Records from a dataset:
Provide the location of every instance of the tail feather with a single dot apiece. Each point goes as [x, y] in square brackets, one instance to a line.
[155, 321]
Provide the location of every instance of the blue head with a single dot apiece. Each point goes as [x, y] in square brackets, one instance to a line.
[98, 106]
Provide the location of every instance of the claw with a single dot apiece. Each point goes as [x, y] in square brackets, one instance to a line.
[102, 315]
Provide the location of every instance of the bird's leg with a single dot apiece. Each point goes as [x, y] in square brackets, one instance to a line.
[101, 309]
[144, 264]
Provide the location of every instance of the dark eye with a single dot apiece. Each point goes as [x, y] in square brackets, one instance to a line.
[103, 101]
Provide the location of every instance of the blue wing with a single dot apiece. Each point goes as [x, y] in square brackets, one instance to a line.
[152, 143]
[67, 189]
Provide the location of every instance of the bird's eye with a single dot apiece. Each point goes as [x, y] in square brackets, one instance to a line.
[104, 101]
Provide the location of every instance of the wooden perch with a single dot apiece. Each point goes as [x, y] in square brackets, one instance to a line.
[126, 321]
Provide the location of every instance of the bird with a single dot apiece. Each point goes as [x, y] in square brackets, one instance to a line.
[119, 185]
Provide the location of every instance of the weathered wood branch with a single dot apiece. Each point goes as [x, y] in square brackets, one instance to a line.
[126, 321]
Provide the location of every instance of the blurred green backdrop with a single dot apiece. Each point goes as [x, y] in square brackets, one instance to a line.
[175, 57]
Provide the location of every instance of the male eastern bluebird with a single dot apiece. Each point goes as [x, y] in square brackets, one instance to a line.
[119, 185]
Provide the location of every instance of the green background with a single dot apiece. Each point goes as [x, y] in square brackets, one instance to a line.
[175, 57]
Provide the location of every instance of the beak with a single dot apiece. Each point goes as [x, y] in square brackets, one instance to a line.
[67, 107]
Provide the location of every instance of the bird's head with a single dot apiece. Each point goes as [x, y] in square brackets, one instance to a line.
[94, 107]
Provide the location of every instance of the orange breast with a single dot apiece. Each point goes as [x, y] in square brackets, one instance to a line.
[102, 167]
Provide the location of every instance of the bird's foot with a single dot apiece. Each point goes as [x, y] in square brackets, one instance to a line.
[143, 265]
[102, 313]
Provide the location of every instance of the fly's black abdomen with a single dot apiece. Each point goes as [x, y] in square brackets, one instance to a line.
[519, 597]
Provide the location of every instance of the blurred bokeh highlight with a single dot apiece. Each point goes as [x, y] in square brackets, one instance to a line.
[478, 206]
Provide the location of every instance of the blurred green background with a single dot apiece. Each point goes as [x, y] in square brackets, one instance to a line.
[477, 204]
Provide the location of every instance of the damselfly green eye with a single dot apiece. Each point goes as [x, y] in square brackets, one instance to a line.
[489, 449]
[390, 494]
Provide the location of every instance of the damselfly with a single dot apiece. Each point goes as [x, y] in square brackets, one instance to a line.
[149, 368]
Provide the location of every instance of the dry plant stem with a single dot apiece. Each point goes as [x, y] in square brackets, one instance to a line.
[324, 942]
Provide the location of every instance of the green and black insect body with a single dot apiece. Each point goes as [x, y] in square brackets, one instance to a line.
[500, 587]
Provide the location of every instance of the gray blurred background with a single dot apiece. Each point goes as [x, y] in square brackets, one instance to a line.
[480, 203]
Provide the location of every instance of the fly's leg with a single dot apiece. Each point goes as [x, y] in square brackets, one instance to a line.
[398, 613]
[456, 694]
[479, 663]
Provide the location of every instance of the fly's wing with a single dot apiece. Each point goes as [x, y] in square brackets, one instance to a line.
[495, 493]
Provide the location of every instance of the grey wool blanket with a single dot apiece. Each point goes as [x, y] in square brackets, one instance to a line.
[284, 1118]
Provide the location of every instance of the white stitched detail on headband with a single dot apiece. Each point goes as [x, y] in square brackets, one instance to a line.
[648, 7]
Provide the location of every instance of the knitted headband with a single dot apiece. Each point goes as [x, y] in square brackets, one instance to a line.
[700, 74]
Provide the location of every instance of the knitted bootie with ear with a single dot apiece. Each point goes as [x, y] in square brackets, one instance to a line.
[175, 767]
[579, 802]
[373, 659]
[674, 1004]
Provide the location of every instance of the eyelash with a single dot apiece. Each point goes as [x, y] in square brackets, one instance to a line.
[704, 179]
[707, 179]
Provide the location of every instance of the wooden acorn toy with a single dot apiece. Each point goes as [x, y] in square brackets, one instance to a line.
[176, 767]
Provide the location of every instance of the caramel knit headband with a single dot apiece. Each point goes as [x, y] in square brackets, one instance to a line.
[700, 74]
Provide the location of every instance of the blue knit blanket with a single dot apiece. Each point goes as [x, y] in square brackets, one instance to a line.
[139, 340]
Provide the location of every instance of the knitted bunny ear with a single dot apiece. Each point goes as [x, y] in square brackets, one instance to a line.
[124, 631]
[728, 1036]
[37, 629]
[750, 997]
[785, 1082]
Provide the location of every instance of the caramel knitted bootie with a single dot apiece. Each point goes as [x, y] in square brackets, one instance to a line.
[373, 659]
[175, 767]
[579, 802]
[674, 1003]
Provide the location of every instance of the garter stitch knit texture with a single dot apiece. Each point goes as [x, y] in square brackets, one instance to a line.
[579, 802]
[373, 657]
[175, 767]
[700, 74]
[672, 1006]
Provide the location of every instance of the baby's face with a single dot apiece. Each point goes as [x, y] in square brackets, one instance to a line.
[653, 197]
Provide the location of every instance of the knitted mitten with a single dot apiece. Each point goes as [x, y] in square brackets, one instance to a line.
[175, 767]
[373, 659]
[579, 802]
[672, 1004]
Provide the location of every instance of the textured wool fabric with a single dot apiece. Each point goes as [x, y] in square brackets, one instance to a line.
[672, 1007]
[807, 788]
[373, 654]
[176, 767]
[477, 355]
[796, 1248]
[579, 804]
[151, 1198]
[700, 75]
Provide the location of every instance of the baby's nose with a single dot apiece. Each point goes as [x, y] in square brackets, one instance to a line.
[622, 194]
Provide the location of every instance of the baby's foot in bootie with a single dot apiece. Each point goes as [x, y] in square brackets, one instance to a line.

> [Assignment]: Print every entry exactly.

> [Solution to this task]:
Provide the location of every instance of the tail feather with a single dot apiece. Each point goes as [x, y] in square brackets, one instance to a line.
[155, 321]
Provide the location of every instance of the blue head with a single dot apiece. Each point goes as [x, y] in square brackets, one instance to a line.
[98, 106]
Provide the location of every instance of the claw with a single dot apiece. Each point goes as [x, y] in square brackets, one instance to a line.
[102, 315]
Provide the location of every instance of the bird's leg with a single dot apiece. Each point goes as [x, y] in square brackets, one instance to a line.
[101, 309]
[144, 264]
Provide the location of every instance of the dark eye with a single dot apiece. Each point goes as [x, y] in square brackets, one instance to a line.
[103, 101]
Provide the location of every instance of the blue wing with a single dot apiece. Each point goes as [x, y] in square brackets, one instance to a line.
[152, 143]
[67, 189]
Provide the location of every instance of the bird's eye with a single dot apiece. Each point goes as [x, y] in square brackets, one instance to a line.
[104, 101]
Provide the location of every instance of the wooden perch with a single dot apiece. Each point goes as [x, y] in square brackets, one instance to a line.
[126, 321]
Provide the location of every instance of the bird with a single dot apiece. Each point goes as [x, y] in square brackets, one instance to a line.
[119, 185]
Provide the location of every instance of the weathered wood branch with a single dot apiece. Each point goes as [x, y] in square brackets, one instance to a line.
[126, 321]
Provide the location of every instance of the blurred green backdrop with a single dot apiece. Each point goes as [x, y] in square brackets, one instance to a line.
[175, 57]
Provide the location of every instance of the male eastern bluebird with a single dot apiece. Each point goes as [x, y] in square brackets, one instance to a line.
[119, 185]
Provide the location of every instance of the green background with a single dot apiece. Each point goes as [x, y] in square brackets, one instance to a line.
[175, 57]
Provide the location of every instance of the beak with a single dot apiece. Each point goes as [x, y] in square brackets, one instance to a line.
[67, 107]
Provide the location of every instance of the bird's head with a single dot apiece. Each point goes as [x, y] in square brackets, one instance to a line.
[94, 107]
Provide the location of every instance of the orange breast with a single dot apiece. Each point goes as [x, y] in square brackets, one instance to a line.
[102, 167]
Provide the location of every instance of the bird's foot with a single dot apiece. Each point goes as [x, y] in square brackets, one instance to a line.
[143, 265]
[102, 313]
Provide the location of every instance of the fly's black abdomen with a single dot apiece. Each point goes as [x, y] in square brackets, one instance to a line.
[519, 597]
Provide the location of every instance of the blurred bokeh highlight with a single dot apiece. Each point goes as [x, y] in square brackets, one instance to a line.
[478, 206]
Provide the location of every instance of the blurred green background with a single dot apiece. Each point goes as [x, y] in square brackets, one instance to a line.
[477, 204]
Provide the location of every instance of the damselfly green eye with a single dot apiece. Each point goes as [x, y] in square brackets, one instance to a line.
[489, 449]
[390, 494]
Provide the location of every instance of the damselfly with a single dot apiece. Each point goes as [x, y] in square brackets, one instance to a line.
[149, 368]
Provide the location of every instance of the dry plant stem with a single dot apiece. Each point goes as [x, y] in square brackets, one instance to a line.
[324, 942]
Provide the location of every instance of the green and black insect body with a single dot apiece. Each point goes as [x, y] in square brackets, one instance to a line.
[500, 587]
Provide the location of every instance of the gray blurred background with a single dot apiece. Each point goes as [x, y] in square brackets, one instance to a line.
[480, 203]
Provide the location of every instance of the fly's leg with a single dot apiece. Each point goes as [x, y] in square brackets, one instance to a line.
[398, 613]
[456, 694]
[479, 663]
Provide the location of every instance of the fly's wing with a single dot apiece. Each point goes as [x, y] in square brackets, one instance to a line.
[495, 493]
Provide the location of every instance of the grey wool blanket with a single dot apiece. Each point goes as [x, y] in square brackets, one instance to a line.
[284, 1118]
Provide the location of every instance of the white stitched detail on headband with a single dot apiece. Each point goes as [x, y] in square brackets, one instance to a line.
[648, 7]
Provide the location of every instance of the knitted headband with a single dot apiece. Each point goes as [x, y] in square brackets, one instance to a line.
[700, 74]
Provide the location of every instance of the knitted bootie with ear with a single dot apiece. Each point goes as [x, y] in square brackets, one instance to a line.
[175, 767]
[579, 802]
[373, 659]
[674, 1004]
Provide the location of every instance of the eyelash with a single dot apiece. Each point goes as [x, y] in square brackets, one instance to a line.
[704, 179]
[707, 179]
Provide the location of every instance of the wooden acorn toy with a single dot apiece. Each point goes as [x, y] in square brackets, one instance to a line.
[176, 767]
Provide the location of every instance of the caramel knit headband with a single dot apiece. Each point goes as [x, y] in square brackets, one instance to a line.
[700, 74]
Provide the location of every instance of the blue knit blanket with a single dot apiece. Each point goes as [x, y] in square brackets, one instance to a line.
[139, 340]
Provide the location of every instance of the knitted bunny ear with a single dot apiece. Each point goes as [x, y] in square brackets, one instance to a line.
[124, 631]
[728, 1036]
[37, 629]
[750, 997]
[785, 1082]
Provide the location of every instance of the caramel knitted bootie with a single dot apiece. Each point goes as [x, y] in square brackets, one instance to a line.
[373, 659]
[175, 767]
[579, 802]
[674, 1003]
Provide the location of every instance of the garter stitch knit texture with a single dot apiece. Each point goes as [x, y] in square brackets, one instance to a line.
[579, 802]
[373, 657]
[175, 767]
[700, 74]
[672, 1006]
Provide the location of every instance of the baby's face with a single dot apiece. Each point goes as [x, y] in square brackets, one instance to a line.
[653, 197]
Provide the location of every instance of the knitted mitten with a single dot apiece. Each point goes as [x, y] in square brackets, one instance to a line.
[175, 767]
[373, 659]
[579, 802]
[672, 1004]
Provide the location of every instance of the textured wool fabric with a single dot apiece. Each point goes as [x, y] in square brackets, one instance to a line.
[672, 1007]
[807, 788]
[373, 654]
[176, 767]
[477, 355]
[796, 1248]
[579, 804]
[151, 1198]
[700, 75]
Provide the location of every instance of the baby's nose with a single dot apiece. Each point goes as [x, y] in square brackets, one instance to a line.
[622, 194]
Provide the location of every instance of the baby's foot in bootie with a single dot apiece. Each point goes as [x, y] in square brackets, one instance to a line.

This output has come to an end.